__What is expected__:
Pick out every line below that contains the string "ventilator" and copy each one in full. Treat the match as case-sensitive.

__Given entries__:
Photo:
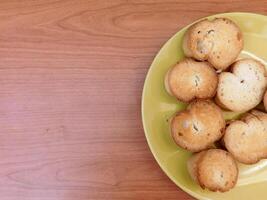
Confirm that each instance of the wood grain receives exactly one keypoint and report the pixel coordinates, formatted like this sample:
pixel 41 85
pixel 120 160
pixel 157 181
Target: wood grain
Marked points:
pixel 71 77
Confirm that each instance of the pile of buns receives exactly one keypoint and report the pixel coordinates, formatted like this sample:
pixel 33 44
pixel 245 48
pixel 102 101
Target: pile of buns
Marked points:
pixel 211 79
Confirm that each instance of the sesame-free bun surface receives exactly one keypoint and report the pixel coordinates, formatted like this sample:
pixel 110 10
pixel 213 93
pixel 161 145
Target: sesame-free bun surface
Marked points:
pixel 190 79
pixel 218 41
pixel 217 170
pixel 199 126
pixel 243 87
pixel 246 139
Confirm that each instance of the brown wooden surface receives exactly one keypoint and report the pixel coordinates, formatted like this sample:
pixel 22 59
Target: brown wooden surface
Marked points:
pixel 71 77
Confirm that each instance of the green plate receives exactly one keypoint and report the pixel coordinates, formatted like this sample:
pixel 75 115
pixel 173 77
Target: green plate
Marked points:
pixel 158 107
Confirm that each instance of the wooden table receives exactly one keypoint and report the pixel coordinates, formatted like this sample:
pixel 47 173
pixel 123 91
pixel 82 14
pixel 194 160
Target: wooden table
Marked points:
pixel 71 77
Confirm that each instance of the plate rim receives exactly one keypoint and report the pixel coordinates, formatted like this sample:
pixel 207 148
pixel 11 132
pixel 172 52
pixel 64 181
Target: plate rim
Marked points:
pixel 148 74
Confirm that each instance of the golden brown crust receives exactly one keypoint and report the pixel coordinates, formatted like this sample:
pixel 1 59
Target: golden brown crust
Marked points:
pixel 190 79
pixel 246 139
pixel 217 170
pixel 265 100
pixel 242 89
pixel 218 41
pixel 198 127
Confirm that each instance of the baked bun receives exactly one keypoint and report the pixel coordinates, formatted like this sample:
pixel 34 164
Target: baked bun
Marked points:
pixel 218 41
pixel 243 88
pixel 190 79
pixel 198 127
pixel 246 139
pixel 216 170
pixel 265 100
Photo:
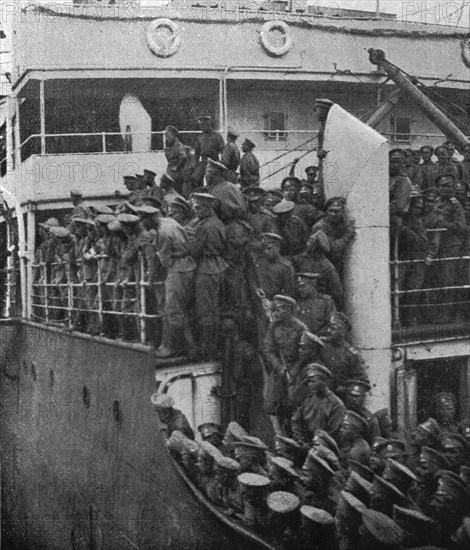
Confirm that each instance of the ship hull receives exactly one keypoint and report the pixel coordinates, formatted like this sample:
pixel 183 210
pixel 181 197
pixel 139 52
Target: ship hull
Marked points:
pixel 84 464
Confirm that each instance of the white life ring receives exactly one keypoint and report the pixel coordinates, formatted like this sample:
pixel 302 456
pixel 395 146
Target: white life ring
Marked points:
pixel 265 32
pixel 466 51
pixel 161 45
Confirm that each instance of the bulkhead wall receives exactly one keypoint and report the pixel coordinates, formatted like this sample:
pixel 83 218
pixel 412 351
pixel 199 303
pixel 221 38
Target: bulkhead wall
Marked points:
pixel 84 464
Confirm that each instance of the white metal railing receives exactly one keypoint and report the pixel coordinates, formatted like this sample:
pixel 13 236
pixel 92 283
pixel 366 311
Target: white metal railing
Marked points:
pixel 434 301
pixel 87 305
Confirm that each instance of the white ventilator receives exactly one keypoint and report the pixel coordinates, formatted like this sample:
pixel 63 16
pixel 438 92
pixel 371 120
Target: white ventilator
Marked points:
pixel 135 124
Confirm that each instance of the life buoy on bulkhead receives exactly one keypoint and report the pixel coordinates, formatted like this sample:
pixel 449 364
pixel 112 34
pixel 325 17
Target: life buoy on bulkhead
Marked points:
pixel 266 34
pixel 163 44
pixel 466 50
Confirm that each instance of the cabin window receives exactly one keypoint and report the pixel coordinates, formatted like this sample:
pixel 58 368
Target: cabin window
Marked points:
pixel 402 129
pixel 275 125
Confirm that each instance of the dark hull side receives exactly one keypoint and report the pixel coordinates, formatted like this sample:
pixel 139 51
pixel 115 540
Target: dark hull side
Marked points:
pixel 83 463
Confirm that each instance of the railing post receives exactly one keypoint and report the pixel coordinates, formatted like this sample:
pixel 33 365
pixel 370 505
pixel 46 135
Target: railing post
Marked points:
pixel 69 294
pixel 142 314
pixel 396 296
pixel 46 292
pixel 100 294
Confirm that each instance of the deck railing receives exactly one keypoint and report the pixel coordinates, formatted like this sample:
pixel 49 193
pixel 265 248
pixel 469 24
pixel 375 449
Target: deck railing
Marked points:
pixel 120 309
pixel 431 294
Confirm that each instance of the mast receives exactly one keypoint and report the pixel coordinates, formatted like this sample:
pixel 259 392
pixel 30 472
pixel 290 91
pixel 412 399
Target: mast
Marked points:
pixel 377 57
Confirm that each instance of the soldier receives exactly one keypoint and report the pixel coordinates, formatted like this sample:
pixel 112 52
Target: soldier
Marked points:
pixel 260 219
pixel 291 228
pixel 313 260
pixel 379 531
pixel 427 172
pixel 275 273
pixel 413 245
pixel 128 276
pixel 418 529
pixel 451 240
pixel 348 520
pixel 209 145
pixel 454 447
pixel 383 495
pixel 339 356
pixel 249 165
pixel 352 438
pixel 313 309
pixel 321 487
pixel 208 249
pixel 282 475
pixel 425 435
pixel 399 475
pixel 80 210
pixel 338 230
pixel 446 411
pixel 271 198
pixel 354 399
pixel 448 504
pixel 445 163
pixel 180 210
pixel 173 418
pixel 173 251
pixel 305 210
pixel 231 203
pixel 231 156
pixel 176 156
pixel 320 408
pixel 280 351
pixel 430 462
pixel 399 191
pixel 212 433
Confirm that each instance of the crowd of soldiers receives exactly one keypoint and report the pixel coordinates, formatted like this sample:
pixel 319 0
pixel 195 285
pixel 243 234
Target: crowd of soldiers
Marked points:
pixel 430 215
pixel 343 481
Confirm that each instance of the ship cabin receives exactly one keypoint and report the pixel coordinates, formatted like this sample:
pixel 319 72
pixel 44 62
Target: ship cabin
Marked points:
pixel 94 86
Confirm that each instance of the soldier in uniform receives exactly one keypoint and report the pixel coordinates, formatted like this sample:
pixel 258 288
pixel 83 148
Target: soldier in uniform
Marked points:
pixel 338 230
pixel 249 165
pixel 451 240
pixel 208 248
pixel 427 170
pixel 352 437
pixel 231 204
pixel 454 447
pixel 354 399
pixel 172 249
pixel 446 411
pixel 399 192
pixel 209 145
pixel 176 156
pixel 291 228
pixel 313 260
pixel 80 210
pixel 231 156
pixel 320 409
pixel 173 418
pixel 339 356
pixel 259 218
pixel 313 309
pixel 275 273
pixel 280 351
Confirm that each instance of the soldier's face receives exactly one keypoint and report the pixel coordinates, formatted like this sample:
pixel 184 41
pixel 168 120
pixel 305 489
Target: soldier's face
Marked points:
pixel 335 214
pixel 426 155
pixel 281 311
pixel 442 155
pixel 290 192
pixel 446 187
pixel 271 251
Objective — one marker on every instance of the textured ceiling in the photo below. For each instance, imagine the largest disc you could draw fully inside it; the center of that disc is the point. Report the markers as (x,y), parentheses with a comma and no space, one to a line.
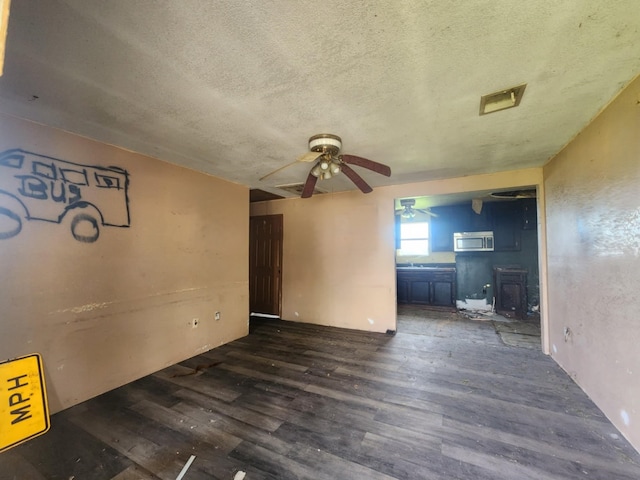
(235,89)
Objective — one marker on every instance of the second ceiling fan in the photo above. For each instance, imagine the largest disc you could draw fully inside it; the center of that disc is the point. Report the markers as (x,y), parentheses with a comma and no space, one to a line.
(324,151)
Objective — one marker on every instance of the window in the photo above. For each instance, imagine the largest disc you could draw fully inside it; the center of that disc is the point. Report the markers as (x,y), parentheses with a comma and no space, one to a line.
(414,238)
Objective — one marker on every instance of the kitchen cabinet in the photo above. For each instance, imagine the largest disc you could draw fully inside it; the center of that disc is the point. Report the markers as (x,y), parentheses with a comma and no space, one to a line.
(507,226)
(450,219)
(434,286)
(511,291)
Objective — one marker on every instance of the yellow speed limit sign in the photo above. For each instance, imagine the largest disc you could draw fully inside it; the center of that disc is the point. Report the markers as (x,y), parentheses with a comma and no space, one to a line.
(24,413)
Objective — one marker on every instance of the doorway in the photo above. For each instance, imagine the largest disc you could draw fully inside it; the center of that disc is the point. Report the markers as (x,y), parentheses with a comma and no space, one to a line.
(265,264)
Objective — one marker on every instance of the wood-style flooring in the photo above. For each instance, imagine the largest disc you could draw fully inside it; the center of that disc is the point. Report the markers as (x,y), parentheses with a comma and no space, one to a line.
(445,398)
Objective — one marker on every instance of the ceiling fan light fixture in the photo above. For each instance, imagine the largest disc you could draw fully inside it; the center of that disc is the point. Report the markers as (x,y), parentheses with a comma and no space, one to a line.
(509,98)
(316,171)
(408,213)
(325,142)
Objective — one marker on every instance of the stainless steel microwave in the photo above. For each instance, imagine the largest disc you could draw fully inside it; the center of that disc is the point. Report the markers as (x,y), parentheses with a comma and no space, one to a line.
(473,242)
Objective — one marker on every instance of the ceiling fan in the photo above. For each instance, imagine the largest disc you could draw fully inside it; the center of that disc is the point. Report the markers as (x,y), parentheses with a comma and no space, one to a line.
(324,151)
(408,211)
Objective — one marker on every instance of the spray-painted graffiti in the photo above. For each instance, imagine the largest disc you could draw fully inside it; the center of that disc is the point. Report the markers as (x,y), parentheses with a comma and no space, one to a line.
(37,187)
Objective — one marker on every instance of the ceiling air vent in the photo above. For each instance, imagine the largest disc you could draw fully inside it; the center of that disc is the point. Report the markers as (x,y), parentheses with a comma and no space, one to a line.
(509,98)
(297,188)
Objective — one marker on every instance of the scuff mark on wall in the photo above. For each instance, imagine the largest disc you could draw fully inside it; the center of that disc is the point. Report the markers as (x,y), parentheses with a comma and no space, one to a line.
(82,308)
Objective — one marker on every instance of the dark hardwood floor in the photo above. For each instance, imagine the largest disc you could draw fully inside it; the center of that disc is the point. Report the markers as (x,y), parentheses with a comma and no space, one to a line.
(445,398)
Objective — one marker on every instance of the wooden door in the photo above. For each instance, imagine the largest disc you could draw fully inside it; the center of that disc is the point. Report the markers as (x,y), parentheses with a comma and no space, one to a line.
(265,264)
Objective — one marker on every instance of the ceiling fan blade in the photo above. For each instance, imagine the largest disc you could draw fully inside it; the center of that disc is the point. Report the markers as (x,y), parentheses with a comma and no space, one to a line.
(277,170)
(355,178)
(309,157)
(368,164)
(309,186)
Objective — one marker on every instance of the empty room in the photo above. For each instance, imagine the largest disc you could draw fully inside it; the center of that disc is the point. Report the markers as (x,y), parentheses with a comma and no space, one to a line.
(293,240)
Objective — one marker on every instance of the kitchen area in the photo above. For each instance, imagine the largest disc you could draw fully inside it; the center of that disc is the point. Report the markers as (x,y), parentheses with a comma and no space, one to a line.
(482,254)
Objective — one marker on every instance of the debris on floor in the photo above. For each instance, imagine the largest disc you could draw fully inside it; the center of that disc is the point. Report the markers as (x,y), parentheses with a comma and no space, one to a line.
(186,467)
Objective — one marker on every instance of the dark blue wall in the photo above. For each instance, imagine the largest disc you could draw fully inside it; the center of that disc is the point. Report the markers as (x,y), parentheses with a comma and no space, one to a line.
(516,238)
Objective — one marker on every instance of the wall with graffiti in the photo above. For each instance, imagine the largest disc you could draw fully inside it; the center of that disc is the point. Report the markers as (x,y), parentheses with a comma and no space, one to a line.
(113,263)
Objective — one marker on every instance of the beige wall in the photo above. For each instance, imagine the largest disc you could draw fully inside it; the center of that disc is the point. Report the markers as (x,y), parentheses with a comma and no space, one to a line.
(593,222)
(339,249)
(108,312)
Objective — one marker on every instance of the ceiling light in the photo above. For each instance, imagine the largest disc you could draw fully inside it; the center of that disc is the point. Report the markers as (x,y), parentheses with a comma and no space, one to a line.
(501,100)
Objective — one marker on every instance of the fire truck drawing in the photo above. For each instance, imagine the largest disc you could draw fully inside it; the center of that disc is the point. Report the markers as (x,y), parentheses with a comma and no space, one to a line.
(38,187)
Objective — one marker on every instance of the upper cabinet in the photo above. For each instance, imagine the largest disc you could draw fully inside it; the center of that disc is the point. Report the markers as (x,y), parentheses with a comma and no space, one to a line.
(506,219)
(450,219)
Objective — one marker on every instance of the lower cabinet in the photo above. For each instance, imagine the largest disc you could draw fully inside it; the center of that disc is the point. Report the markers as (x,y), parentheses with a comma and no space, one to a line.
(427,286)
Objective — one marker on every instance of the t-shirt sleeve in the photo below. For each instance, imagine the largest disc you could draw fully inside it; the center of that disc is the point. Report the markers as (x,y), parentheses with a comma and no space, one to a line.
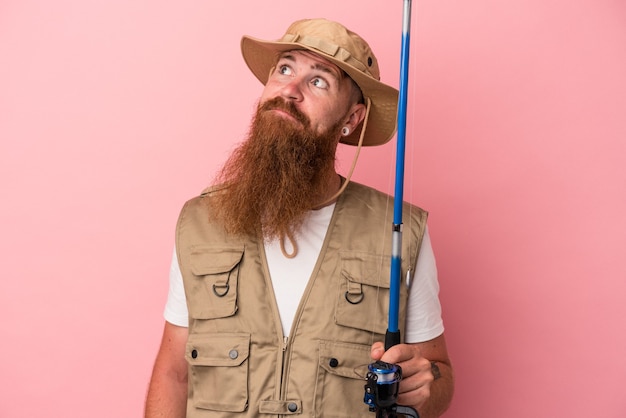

__Exercise response__:
Confirm that each instance of the white ventilator receives exactly one keypoint and report the pixel coordinates, formatted like this sample:
Target: white ventilator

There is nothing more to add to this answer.